• BRIEF:
Give back all of the records that follow, keeping every line unchanged.

Dataset rows:

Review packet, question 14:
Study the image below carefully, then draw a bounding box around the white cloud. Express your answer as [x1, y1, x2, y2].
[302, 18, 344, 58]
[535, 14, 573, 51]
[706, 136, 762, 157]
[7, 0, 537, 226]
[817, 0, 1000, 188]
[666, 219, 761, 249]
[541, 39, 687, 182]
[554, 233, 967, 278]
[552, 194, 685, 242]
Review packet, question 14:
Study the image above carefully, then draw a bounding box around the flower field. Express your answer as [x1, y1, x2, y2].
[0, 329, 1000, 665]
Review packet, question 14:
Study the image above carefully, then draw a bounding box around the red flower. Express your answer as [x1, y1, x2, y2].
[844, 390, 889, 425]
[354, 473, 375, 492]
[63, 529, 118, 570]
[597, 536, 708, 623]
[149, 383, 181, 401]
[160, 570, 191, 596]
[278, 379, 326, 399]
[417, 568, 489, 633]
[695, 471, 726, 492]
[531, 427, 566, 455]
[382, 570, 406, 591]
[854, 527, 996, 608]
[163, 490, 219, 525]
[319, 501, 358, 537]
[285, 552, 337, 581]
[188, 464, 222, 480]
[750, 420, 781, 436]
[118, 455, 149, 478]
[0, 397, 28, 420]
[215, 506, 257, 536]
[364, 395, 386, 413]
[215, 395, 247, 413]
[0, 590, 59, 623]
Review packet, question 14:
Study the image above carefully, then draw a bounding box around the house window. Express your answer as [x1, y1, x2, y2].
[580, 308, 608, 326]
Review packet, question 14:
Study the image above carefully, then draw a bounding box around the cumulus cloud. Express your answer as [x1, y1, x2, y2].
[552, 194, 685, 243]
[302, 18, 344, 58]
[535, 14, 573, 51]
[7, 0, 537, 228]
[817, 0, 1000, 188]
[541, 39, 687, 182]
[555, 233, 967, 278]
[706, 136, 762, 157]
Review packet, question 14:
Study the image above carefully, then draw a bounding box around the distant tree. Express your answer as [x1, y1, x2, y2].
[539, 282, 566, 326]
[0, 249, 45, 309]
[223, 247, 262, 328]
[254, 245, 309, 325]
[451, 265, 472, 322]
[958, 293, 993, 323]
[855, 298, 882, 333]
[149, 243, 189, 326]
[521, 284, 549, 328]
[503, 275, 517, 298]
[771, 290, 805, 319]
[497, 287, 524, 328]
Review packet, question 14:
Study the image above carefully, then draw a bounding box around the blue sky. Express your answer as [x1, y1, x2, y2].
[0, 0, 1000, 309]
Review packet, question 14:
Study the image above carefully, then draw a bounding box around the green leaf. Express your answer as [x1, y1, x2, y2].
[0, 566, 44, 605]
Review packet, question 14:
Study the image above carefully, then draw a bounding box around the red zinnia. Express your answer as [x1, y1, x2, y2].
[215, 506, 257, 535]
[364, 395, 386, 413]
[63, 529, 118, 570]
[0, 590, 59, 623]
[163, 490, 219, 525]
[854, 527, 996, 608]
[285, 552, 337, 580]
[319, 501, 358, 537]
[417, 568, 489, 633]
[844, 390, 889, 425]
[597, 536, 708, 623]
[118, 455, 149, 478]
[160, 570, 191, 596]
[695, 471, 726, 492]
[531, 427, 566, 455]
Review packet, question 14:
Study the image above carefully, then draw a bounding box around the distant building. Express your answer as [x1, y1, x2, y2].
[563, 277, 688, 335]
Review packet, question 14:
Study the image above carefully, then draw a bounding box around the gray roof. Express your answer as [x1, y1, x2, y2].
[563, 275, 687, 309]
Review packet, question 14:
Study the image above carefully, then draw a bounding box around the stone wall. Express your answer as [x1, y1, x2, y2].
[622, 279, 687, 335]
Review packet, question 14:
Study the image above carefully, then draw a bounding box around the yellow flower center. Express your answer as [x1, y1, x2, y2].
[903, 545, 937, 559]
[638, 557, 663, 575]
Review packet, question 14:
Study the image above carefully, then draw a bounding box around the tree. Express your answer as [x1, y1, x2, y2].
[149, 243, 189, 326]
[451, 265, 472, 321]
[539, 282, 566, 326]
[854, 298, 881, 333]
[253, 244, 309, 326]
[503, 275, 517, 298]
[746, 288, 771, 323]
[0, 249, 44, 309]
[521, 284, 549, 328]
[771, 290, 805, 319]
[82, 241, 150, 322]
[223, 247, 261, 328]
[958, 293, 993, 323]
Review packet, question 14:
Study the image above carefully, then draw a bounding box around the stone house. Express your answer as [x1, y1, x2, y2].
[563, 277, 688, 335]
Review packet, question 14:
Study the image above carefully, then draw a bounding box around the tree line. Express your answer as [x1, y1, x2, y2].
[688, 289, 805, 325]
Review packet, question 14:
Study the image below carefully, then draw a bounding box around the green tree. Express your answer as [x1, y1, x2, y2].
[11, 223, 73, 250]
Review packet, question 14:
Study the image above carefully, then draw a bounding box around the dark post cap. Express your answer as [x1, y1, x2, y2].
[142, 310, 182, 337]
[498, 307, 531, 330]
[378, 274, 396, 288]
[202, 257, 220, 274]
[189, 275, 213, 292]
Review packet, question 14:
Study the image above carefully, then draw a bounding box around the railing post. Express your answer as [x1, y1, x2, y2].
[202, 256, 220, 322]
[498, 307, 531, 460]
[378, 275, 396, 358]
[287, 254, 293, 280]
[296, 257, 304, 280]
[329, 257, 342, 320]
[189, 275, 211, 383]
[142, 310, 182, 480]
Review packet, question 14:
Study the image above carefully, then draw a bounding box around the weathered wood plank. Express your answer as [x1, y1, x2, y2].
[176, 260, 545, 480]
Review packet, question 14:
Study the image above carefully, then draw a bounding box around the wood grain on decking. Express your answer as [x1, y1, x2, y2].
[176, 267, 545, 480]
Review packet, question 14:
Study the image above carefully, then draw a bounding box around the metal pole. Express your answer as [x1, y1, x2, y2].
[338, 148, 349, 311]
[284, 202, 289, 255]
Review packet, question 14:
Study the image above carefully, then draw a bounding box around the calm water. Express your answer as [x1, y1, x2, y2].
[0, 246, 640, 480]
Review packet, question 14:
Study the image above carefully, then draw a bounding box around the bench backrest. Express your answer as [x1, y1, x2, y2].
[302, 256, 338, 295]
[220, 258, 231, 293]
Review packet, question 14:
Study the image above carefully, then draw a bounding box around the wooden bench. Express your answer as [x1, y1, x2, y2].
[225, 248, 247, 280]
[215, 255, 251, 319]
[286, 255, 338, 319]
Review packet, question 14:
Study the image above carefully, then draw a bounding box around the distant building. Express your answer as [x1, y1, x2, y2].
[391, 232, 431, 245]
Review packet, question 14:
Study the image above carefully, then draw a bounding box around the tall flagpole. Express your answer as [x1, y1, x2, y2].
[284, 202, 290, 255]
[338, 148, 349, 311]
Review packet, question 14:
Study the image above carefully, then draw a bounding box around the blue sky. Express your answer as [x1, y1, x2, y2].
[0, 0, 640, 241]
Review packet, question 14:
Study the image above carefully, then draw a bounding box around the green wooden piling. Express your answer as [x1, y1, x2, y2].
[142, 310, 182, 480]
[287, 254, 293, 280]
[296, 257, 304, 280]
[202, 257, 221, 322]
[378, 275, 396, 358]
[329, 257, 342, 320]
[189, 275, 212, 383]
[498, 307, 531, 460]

• TASK SOLUTION:
Review packet, question 14:
Study the image below carefully, then draw a bounding box around the white cloud. Express your answer as [x1, y1, x2, y2].
[302, 18, 344, 58]
[535, 14, 573, 51]
[706, 136, 762, 157]
[7, 0, 537, 226]
[817, 0, 1000, 188]
[666, 219, 761, 249]
[541, 39, 687, 182]
[554, 233, 967, 278]
[552, 194, 685, 242]
Review packet, question 14:
Study the image above carefully, then draw a bounding box around the flower field. Express your answer as [x1, y1, x2, y2].
[0, 329, 1000, 665]
Review packet, question 14:
Study the image above carefully, then draw a bounding box around the red flower. Express your answer as [x1, y1, x2, y2].
[844, 390, 889, 425]
[354, 473, 375, 492]
[63, 529, 118, 570]
[597, 536, 708, 623]
[149, 383, 181, 401]
[160, 570, 191, 596]
[278, 379, 326, 399]
[417, 568, 489, 633]
[695, 471, 726, 492]
[531, 427, 566, 455]
[382, 570, 406, 591]
[854, 527, 996, 608]
[163, 490, 219, 525]
[319, 501, 358, 537]
[285, 552, 337, 581]
[188, 464, 222, 480]
[750, 420, 781, 436]
[118, 455, 149, 478]
[0, 397, 28, 420]
[215, 506, 257, 536]
[364, 395, 386, 413]
[215, 395, 247, 413]
[0, 590, 59, 623]
Review packet, question 14:
Study the image above carefully, then draw a bounding box around the house window. Express your answer as [x1, y1, x2, y2].
[580, 308, 608, 326]
Review packet, question 14:
Study the image above carefully, then draw a bounding box around the cumulus cloud. Express your answer as [x1, y1, x2, y2].
[552, 194, 685, 243]
[302, 18, 344, 58]
[535, 14, 573, 51]
[7, 0, 537, 228]
[817, 0, 1000, 188]
[541, 39, 687, 182]
[555, 233, 967, 278]
[706, 136, 762, 157]
Review packet, question 14:
Study the image above carefully, then draw a bounding box around the distant tree. Express your answer as [x1, y1, x2, y2].
[539, 282, 566, 326]
[0, 249, 45, 309]
[223, 247, 262, 328]
[254, 245, 309, 325]
[451, 265, 472, 322]
[958, 293, 993, 323]
[855, 298, 882, 333]
[149, 243, 189, 326]
[521, 284, 549, 328]
[503, 275, 517, 298]
[771, 290, 805, 319]
[497, 287, 524, 328]
Review packet, question 14:
Study the image above carefully, then draw a bounding box around the blue sky. Express your answer as [x1, y1, x2, y2].
[0, 0, 1000, 309]
Review packet, question 14:
Study the image above carefully, then draw a bounding box around the green leaf. Express your answer as [x1, y1, x2, y2].
[0, 566, 44, 605]
Review packet, question 14:
Study the image above carefully, then draw a bounding box around the red zinnia. Express your answer as [x1, y1, x2, y2].
[215, 506, 257, 535]
[364, 395, 386, 413]
[63, 529, 118, 570]
[0, 590, 59, 623]
[163, 490, 219, 525]
[854, 527, 996, 608]
[285, 552, 337, 580]
[319, 501, 358, 537]
[417, 568, 489, 633]
[844, 390, 889, 425]
[597, 536, 708, 623]
[118, 455, 149, 478]
[160, 570, 191, 596]
[695, 471, 726, 492]
[531, 427, 566, 455]
Review packet, question 14:
Study the image above carefully, then draw a bounding box around the distant building. Express your answer as [x1, y1, x2, y2].
[563, 277, 688, 335]
Review packet, question 14:
Study the image above carefully, then draw a bounding box around the gray roof. Express your answer as [x1, y1, x2, y2].
[563, 275, 687, 309]
Review packet, question 14:
Study the image above carefully, then draw a bounding box around the stone wall. Express your answer as [x1, y1, x2, y2].
[622, 279, 687, 335]
Review packet, question 14:
Study the image above carefully, then draw a bounding box around the yellow flower center. Express your answer as [x1, y1, x2, y2].
[903, 545, 937, 559]
[638, 557, 663, 575]
Review packet, question 14:
Study the image above carefully, then draw a bounding box around the tree. Express your answer as [x1, y1, x2, y2].
[149, 243, 189, 326]
[451, 265, 472, 321]
[539, 282, 566, 326]
[854, 298, 881, 333]
[253, 244, 309, 326]
[503, 275, 517, 298]
[746, 288, 771, 323]
[0, 249, 44, 309]
[521, 284, 549, 328]
[771, 290, 805, 319]
[82, 241, 150, 322]
[223, 247, 261, 328]
[958, 293, 993, 323]
Review packet, question 14:
Study the image above carefully, then draw a bounding box around the stone house. Express your answer as [x1, y1, x2, y2].
[563, 277, 688, 335]
Review packet, question 14:
Study the image above carefully, then draw a bounding box around the tree line. Express your answer as [x1, y1, x2, y2].
[688, 289, 805, 325]
Review packet, question 14:
Study the image below carefully, then draw a bounding box around the green tree. Express your answer as [x1, y1, x2, y2].
[11, 223, 73, 250]
Review packet, question 14:
Study the image above carefully, then draw a bounding box around the dark post cap. Express your answer as [x1, y1, x2, y2].
[142, 310, 182, 337]
[498, 307, 531, 330]
[378, 274, 396, 288]
[202, 257, 220, 274]
[189, 275, 213, 292]
Review packet, question 14:
Study the image above carefully, then draw a bounding box around the railing post. Express your answer as [x1, y1, x2, y2].
[202, 256, 220, 322]
[498, 307, 531, 460]
[378, 275, 396, 358]
[287, 254, 293, 280]
[296, 257, 304, 280]
[329, 257, 342, 320]
[189, 275, 211, 383]
[142, 310, 182, 480]
Review packet, question 14:
Study the image above carefully, then draw a bounding box around the weathered wood plank. Express your answer as [x1, y1, x2, y2].
[176, 260, 545, 480]
Review packet, question 14:
Study the image above carefully, then draw a bounding box around the wood grain on decking. Express your answer as [x1, y1, x2, y2].
[176, 267, 545, 480]
Review packet, question 14:
Study the image above carefully, then draw a bounding box around the metal pole. Express your answer as [x1, y1, x2, y2].
[338, 148, 349, 311]
[284, 202, 289, 255]
Review packet, question 14:
Study the image above carefully, then draw a bounding box around the calm water. Express your answer as [x1, y1, x2, y2].
[0, 246, 640, 480]
Review packet, question 14:
Study the image above carefully, then draw a bounding box around the bench backrest. Express your answer as [x1, y1, x2, y2].
[302, 256, 338, 295]
[220, 258, 231, 293]
Review packet, question 14:
Study the image above carefully, then draw a bounding box around the wooden bench. Express your answer as [x1, y1, x2, y2].
[225, 248, 247, 280]
[215, 255, 251, 319]
[286, 255, 338, 319]
Review packet, question 14:
Study the image above carefully, then draw a bounding box around the distant building. Express your answer as [x1, y1, x2, y2].
[391, 232, 431, 245]
Review packet, question 14:
Study the image above carefully, then draw a bounding box around the tall flagpole. Express your answer as [x1, y1, x2, y2].
[284, 202, 290, 255]
[338, 148, 349, 311]
Review packet, question 14:
Study the image above carefully, then draw a bounding box around the blue sky. Express your answer as [x1, y1, x2, y2].
[0, 0, 640, 241]
Review packet, question 14:
Study the image above carefully, then draw a bounding box around the green wooden piling. Express your answer as [x1, y1, x2, y2].
[142, 310, 182, 480]
[287, 254, 293, 280]
[296, 257, 304, 280]
[202, 257, 221, 322]
[378, 275, 396, 358]
[329, 257, 342, 320]
[189, 275, 212, 383]
[498, 307, 531, 460]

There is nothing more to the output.